[Job]:
Output every line exactly as written. Leave out pictures.

[Dataset entries]:

----

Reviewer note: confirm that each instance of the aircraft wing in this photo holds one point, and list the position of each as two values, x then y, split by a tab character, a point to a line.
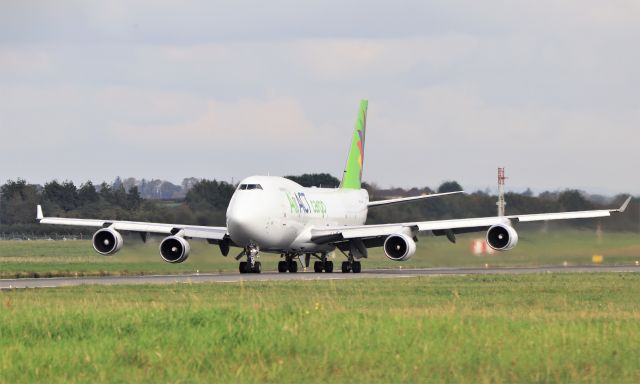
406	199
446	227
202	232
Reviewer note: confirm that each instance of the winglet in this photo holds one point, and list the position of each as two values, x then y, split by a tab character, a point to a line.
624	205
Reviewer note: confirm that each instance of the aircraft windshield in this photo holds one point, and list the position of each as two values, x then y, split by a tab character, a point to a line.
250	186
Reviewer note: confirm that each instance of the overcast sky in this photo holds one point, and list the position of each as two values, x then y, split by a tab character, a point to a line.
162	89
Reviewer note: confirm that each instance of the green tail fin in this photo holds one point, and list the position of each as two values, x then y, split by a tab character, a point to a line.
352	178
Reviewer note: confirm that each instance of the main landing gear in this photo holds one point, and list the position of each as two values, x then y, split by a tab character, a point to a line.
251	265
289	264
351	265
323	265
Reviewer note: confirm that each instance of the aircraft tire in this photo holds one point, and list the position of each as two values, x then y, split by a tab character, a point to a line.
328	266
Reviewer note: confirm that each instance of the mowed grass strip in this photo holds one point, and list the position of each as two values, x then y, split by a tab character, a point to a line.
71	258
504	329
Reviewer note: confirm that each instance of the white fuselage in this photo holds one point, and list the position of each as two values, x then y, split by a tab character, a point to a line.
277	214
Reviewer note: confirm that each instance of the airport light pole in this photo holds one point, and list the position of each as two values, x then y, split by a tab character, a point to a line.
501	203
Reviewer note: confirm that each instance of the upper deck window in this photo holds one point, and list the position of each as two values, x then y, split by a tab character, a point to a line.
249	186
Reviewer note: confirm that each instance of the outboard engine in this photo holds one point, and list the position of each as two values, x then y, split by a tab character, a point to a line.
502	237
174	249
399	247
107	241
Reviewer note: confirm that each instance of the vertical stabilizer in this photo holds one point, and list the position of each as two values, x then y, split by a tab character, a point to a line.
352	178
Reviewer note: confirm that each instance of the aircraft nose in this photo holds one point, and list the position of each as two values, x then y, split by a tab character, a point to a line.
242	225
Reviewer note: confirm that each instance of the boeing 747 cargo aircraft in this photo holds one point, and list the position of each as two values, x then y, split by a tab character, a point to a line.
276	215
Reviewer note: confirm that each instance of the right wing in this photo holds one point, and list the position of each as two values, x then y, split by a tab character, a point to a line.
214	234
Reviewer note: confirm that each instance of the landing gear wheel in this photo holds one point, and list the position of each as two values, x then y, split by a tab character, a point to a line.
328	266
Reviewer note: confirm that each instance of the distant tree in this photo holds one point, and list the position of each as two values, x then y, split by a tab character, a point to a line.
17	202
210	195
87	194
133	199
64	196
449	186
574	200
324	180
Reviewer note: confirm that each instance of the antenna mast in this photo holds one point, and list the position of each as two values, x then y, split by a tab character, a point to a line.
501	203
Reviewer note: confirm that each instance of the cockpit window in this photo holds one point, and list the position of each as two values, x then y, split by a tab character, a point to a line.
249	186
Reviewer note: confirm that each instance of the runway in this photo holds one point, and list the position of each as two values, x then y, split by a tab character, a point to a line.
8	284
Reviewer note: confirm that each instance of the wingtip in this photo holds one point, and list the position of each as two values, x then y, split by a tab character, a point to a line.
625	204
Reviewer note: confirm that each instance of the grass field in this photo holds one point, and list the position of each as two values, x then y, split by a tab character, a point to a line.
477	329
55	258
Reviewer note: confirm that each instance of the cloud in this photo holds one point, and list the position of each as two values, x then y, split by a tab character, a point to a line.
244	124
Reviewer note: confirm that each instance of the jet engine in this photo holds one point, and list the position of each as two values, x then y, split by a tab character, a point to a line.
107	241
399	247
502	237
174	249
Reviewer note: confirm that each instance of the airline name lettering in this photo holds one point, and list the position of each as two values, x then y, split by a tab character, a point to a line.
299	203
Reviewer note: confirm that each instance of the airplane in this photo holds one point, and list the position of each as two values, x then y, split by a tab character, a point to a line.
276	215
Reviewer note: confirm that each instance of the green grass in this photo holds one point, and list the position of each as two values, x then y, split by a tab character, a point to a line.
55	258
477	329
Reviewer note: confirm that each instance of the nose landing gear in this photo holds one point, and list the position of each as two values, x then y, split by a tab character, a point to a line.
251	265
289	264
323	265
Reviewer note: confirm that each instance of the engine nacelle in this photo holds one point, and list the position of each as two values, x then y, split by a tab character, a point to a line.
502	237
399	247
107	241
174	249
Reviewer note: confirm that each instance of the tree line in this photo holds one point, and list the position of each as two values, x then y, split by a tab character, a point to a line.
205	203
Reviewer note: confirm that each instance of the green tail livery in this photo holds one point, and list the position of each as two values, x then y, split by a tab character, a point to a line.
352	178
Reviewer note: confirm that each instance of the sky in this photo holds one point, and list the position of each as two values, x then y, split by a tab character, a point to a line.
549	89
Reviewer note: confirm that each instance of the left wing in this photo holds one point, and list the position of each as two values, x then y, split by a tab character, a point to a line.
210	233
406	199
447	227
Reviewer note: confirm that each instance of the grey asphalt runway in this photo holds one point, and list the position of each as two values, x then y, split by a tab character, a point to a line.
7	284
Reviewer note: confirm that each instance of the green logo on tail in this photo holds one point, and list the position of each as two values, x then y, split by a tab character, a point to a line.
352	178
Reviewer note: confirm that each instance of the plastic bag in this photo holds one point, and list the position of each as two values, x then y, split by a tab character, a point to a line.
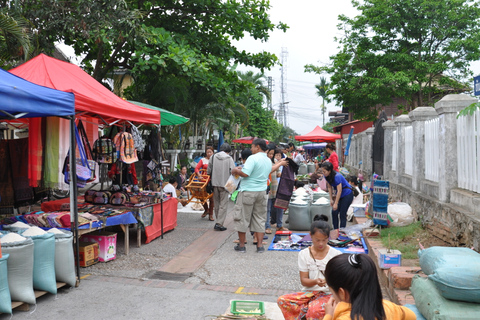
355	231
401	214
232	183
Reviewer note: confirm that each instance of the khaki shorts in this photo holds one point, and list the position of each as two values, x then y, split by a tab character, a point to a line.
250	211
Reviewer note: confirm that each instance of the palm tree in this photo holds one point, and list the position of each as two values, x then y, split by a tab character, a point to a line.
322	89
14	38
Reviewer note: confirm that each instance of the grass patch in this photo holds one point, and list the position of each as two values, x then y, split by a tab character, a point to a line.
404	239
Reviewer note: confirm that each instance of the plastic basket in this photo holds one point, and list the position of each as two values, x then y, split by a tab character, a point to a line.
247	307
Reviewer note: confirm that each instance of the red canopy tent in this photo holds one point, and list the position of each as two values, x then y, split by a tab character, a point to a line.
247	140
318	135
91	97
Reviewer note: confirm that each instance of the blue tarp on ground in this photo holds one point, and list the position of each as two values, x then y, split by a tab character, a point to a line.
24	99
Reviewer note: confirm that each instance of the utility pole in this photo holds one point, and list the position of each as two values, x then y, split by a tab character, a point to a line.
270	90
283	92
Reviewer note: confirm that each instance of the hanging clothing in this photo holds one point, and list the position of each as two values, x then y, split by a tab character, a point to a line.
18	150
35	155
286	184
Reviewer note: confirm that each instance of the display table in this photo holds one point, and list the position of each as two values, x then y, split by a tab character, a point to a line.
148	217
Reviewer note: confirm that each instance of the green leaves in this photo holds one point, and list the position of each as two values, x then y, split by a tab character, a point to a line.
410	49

----

[Final result]:
Reviewer note: confirm that each instance of the aircraft wing in this photo holds one point, and list the position of each as two values, x then y, split by a tab character, a point to a line.
406	199
446	227
202	232
Reviewer note: confirm that each instance of the winglet in this photo holds one point, and list the position of each as two values, x then y, split by a tab character, a point to a line.
624	205
Reviewer note: confirm that each instance of the aircraft windshield in this photo holds one point, and list the position of each as two values, x then y, split by a tab character, a point to a line.
250	186
Reviewer note: confirm that each instance of the overcast sky in this photo holds one point, and list the position of each as two values, x then y, split by a tab character, a point to a line.
162	89
Reviewer note: confirm that each instance of the green tail fin in this photo holds one point, and list the position of each as two values, x then y, split by a tab character, a point to a line.
352	178
Reviewer note: confirm that each instance of the main landing gear in this photo holds one point, and list the position of each as two values, x then y, split by a tab character, a point to a line.
251	265
289	264
351	265
323	265
Reviewer note: confirm that each instance of the aircraft tire in this photo holds one point, and list the position of each as two values, x then y, split by a tab character, a point to a line.
328	266
Reviewer note: confirm that each instance of the mowed grass strip in this photo holds one point, and list the position of each as two values, x then y, split by a tab character, a point to a line.
71	258
504	329
Reviewer note: confirm that each instance of the white fuselage in this photo holds one point, and list the position of each as two values, x then y, split by a tab character, a point to a line.
277	214
Reviewer note: confirm that each instance of the airport light pole in this photo holds one point, and list the position of each as two values, x then y, split by a tab character, a point to a line.
501	203
Reviewer note: confirm that each instance of the upper deck window in this photo holds one point, and list the position of each as two values, x then y, split by a tab character, a point to a line.
249	186
Reviewer note: confirm that each instance of the outboard engine in this photo holds one point, and list the position of each as two values, x then y, split by a tab character, a point to a line.
502	237
174	249
399	247
107	241
Reviewer note: confirm that each instance of the vertical stabilizer in this photo holds one point, and list the position of each as two values, x then y, split by a tab character, a point to a line.
352	178
Reviewer note: confirm that each instance of the aircraft nose in this photo holds one point, and list the position of each as two values, x then y, split by a tab character, a point to a line.
242	225
Reviewer note: confirm that each instance of the boeing 747 cargo aircraft in this photo holds one point, and list the position of each as two values, x then y, split by a tab character, a point to a line.
276	215
Reviewer note: confirm that each instance of the right wing in this photo holds one point, and list the position of each as two values, x then y, split by a tab character, a point to a line.
214	234
Reviewer note: confirm that each instance of the landing gear wheel in this photo holds one point, and list the position of each as two values, x then y, split by a tab character, a point to a line.
328	266
Reviewer note: confirm that each instance of the distant tree in this photo holds one point, and list the position of each as two values, x then y, split by a tab character, a point to a line.
17	202
210	195
87	194
133	199
64	196
449	186
574	200
324	180
Reviewer note: confirm that each instance of the antenna mast in this photo holds one point, and list the position of each as two values, x then y, split by a tab character, a point to a line.
501	203
Reviewer note: confirm that each instance of the cockpit window in this photo holds one point, and list the position of each as two values, x then y, split by a tab character, a point to a line.
249	186
Reviewer note: confirm that each instance of the runway in this photo holds one point, and list the position of each as two values, x then y, split by a tab character, a point to a line.
8	284
Reviewer note: confirm that each instance of the wingtip in this photo holds one point, and list the position of each as two values, x then y, split by a tab character, a point to a line.
625	204
Reviewer note: confirm that each instance of the grass field in this photo holds one point, and list the position of each as two values, x then y, split by a tab character, a point to a line.
477	329
55	258
Reviewer note: confirm that each instance of the cloud in this photo holds one point, and list the position of each as two values, x then y, split by a tab character, a point to a line.
244	124
Reviewer note: confirm that each instance of the jet engine in this photo holds one point, and list the position of each as two values, x then y, split by a tab character, a point to a line.
107	241
399	247
502	237
174	249
Reviewer note: confirm that each instance of the airline name lettering in this photo holds one point, and list the position of each as two values, x then y, split by a tab character, a point to a line.
299	203
Reviewer note: confirm that each instance of the airplane in this photo holds one point, and list the position of each as two values, x then y, split by a tab character, a point to a line.
276	215
Reviewer note: confirm that each instance of the green grass in this photo holds one point, and list the position of each as two values, x then y, split by a tab character, a point to a line.
55	258
477	329
Reviewer note: confirm that each instance of the nose landing gear in this photo holds one point, and list the position of each as two values, x then y, split by a tab character, a point to a line.
251	265
289	264
323	265
Reviewer note: confirm that each instance of the engine nacelle in this photo holds one point, and list the position of each as two values, x then y, split by a tab character, a point to a line.
502	237
399	247
107	241
174	249
Reviewer note: confirm that each instance of the tree line in this photo holds one point, and list the position of each as two values, x then y, split by a tab character, a point to a line.
205	203
Reviewer note: confirm that each instance of the green tail livery in this photo holds one point, and list the position of each as two values, x then y, split by a tab character, a point to a line.
352	178
Reviewer note: confirm that each instance of the sky in this photo holds one point, and list the position of each as two values, x then y, split by a tab character, a point to a line.
549	89
Reviewer note: confirm that each instance of the left wing in this photo holds one point, and list the position of each as two values, x then y, split by a tab character, a point to a line.
210	233
406	199
447	227
Reviewer note: confirm that each instance of the grey asphalt runway in this photo holds one point, and list the position of each as two values, x then y, split by a tab character, a point to a line.
7	284
Reviewer note: confirm that each instance of the green logo on tail in this photo holds one point, and list the position of each as two values, x then y, split by a tab character, a point to a line.
352	178
Reviewer note: confirm that each instance of the plastic bag in this photo holds one point, and list the position of each as two values, x then y, split by a tab character, a point to a line.
355	231
401	214
232	183
Reviewer note: confirm that each instance of the khaki shorts in this photo holds one point, and list the position of each as two values, x then y, split by a tab character, a point to a line.
250	211
Reviewer note: confirm that each instance of the palm tree in this photo holds one point, and list the position of each as two values, x then y, split by a tab character, a point to a line.
322	89
14	38
Reviewer note: confirm that each instance of the grass patch in this photo holds one point, and list the position of each as two values, x then y, split by a tab character, a point to a line.
404	239
Reviewer note: confirm that each instance of the plastic basket in this photo holds one point, and list the position of each as two values, x then y, split by a tab character, a point to a line.
247	307
Reviewer note: confirm that each instance of the red canopy tent in this photo holds one point, and list the position of each as two values, x then y, split by a tab character, a point to a line.
247	140
318	135
91	97
Reviewer note: confirm that each instance of the blue tarp on ground in this photo holds one point, and list the position of each as two values, x then y, split by a tab character, a point to a line.
24	99
Reviewer note: confirm that each instance of the utility pole in this photo holds one point, and list the position of each as two values, x then y, split by a tab character, a point to a line.
270	90
283	92
Reviewer note: confirm that each instance of the hanging clothing in this photo holds one point, and list the position of each as two values, x then y, split by a tab character, a point to a line.
18	150
35	155
286	184
Reviewer note: confirm that each instance of the display table in this photo holds one point, and list the position of each as two values, x then y, split by a tab character, a point to a line.
148	217
Reviewer note: confirm that each instance of the green leaves in this photo holds one point, and list the position of each as two values, x then y, split by a tab character, a point to a line.
410	49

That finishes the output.